> _Document text_
So to trigger this, I start fio on a disk, and then have one script 
which constantly enables and disables an IO scheduler for that disk, and 
another which constantly reads /sys/class/scsi_host/host0/host_busy.

I need the delay to make triggering the issue quick, as the window is so 
small between the tag bit being cleared at the point the queue is being 
frozen, and clearing the reference in the tagset.

Anyway, solving this doesn't look trivial...

Thanks,
john
Ming Lei Dec. 9, 2020, 1:01 a.m. UTC | #7
On Tue, Dec 08, 2020 at 11:36:58AM +0000, John Garry wrote:
> On 03/12/2020 09:26, John Garry wrote:
> > On 03/12/2020 00:55, Ming Lei wrote:
> > 
> > Hi Ming,
> > 
> > > > Yeah, so I said that was another problem which you mentioned
> > > > there, which
> > > > I'm not addressing, but I don't think that I'm making thing worse here.
> > > The thing is that this patch does not fix the issue completely.
> > > 
> > > > So AFAICS, the blk-mq/sched code doesn't wait for any "readers" to be
> > > > finished, such as those running blk_mq_queue_tag_busy_iter or
> > > > blk_mq_tagset_busy_iter() in another context.
> > > > 
> > > > So how about the idea of introducing some synchronization
> > > > primitive, such as
> > > > semaphore, which those "readers" must grab and release at start
> > > > and end (of
> > > > iter), to ensure the requests are not freed during the iteration?
> > > It looks good, however devil is in details, please make into patch for
> > > review.
> > 
> > OK, but another thing to say is that I need to find a somewhat reliable
> > reproducer for the potential problem you mention. So far this patch
> > solves the issue I see (in that kasan stops warning). Let me analyze
> > this a bit further.
> > 
> 
> Hi Ming,
> 
> I am just looking at this again, and have some doubt on your concern [0].
> 
> From checking blk_mq_queue_tag_busy_iter() specifically, don't we actually
> guard against this with the q->q_usage_counter mechanism? That is, an agent
> needs to grab a q counter ref when attempting the iter. This will fail when
> the queue IO sched is being changed, as we freeze the queue during this
> time, which is when the requests are freed, so no agent can hold a reference
> to a freed request then. And same goes for blk_mq_update_nr_requests(),
> where we freeze the queue.

blk_mq_queue_tag_busy_iter() can be run on another request queue just
between one driver tag is allocated and updating the request map, so one
extra request reference still can be grabbed.

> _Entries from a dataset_

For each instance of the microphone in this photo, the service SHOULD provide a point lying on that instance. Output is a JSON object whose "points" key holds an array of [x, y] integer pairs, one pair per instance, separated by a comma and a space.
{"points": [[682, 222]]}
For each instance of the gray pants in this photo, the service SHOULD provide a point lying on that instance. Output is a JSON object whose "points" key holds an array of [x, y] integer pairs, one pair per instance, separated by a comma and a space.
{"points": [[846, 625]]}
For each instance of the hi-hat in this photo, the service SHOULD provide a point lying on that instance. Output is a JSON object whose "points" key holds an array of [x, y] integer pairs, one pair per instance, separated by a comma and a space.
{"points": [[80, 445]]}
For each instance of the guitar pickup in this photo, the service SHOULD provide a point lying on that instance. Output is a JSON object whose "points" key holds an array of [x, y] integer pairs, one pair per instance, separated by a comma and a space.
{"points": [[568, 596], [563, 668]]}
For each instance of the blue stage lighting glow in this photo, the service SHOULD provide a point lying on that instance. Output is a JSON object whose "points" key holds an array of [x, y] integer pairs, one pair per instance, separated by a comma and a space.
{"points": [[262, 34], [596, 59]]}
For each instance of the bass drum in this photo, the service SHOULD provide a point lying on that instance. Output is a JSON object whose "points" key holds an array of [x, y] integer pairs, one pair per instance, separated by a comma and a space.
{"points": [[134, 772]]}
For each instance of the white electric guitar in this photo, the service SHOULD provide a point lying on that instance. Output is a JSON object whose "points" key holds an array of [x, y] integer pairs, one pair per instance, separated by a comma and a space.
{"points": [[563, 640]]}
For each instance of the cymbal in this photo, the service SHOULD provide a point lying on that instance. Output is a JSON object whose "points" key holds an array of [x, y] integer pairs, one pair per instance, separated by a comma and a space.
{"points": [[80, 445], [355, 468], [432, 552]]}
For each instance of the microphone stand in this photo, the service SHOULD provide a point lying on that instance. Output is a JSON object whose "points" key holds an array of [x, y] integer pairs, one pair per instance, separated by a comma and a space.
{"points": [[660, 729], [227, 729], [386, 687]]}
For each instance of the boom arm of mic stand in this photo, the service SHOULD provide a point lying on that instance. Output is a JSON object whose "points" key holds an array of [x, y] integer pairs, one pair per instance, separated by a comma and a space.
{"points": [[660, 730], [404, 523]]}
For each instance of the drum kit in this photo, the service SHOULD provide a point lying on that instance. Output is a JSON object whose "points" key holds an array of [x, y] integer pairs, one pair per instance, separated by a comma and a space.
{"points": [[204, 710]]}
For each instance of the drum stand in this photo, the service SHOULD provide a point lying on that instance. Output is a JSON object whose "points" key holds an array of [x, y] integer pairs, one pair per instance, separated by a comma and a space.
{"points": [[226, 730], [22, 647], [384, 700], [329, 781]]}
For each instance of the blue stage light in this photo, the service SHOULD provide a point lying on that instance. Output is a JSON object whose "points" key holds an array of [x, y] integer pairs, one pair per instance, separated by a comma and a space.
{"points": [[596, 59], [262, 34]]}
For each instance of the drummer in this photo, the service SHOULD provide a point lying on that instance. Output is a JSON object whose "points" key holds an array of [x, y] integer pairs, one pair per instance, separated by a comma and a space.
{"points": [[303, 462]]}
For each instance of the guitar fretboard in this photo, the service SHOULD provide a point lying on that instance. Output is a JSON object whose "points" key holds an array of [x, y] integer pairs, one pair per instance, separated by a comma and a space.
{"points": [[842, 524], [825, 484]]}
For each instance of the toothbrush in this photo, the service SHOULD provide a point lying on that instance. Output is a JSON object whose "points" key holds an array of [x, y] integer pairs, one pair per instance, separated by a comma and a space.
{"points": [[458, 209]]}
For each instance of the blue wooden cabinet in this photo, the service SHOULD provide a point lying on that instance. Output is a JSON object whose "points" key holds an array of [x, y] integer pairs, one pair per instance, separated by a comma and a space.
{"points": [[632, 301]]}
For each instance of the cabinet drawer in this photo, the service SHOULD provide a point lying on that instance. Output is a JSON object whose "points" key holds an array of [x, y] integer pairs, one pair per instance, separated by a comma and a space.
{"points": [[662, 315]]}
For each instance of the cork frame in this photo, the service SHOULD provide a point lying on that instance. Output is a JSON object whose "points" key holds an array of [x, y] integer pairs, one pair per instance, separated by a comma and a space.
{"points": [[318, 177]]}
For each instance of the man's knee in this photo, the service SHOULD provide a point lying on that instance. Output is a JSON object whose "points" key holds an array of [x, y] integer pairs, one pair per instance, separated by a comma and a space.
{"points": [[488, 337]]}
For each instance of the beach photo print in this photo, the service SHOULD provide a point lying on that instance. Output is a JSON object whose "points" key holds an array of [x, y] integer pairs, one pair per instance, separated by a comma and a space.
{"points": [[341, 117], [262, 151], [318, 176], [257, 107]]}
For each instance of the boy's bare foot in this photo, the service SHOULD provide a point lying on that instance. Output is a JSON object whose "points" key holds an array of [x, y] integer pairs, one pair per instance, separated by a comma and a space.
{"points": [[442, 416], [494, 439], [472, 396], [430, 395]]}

> _Task instructions_
Quote the passage of the blk-mq thread above from "I need the delay" up to and including "doesn't look trivial...".

> _Problem solution_
I need the delay to make triggering the issue quick, as the window is so 
small between the tag bit being cleared at the point the queue is being 
frozen, and clearing the reference in the tagset.

Anyway, solving this doesn't look trivial...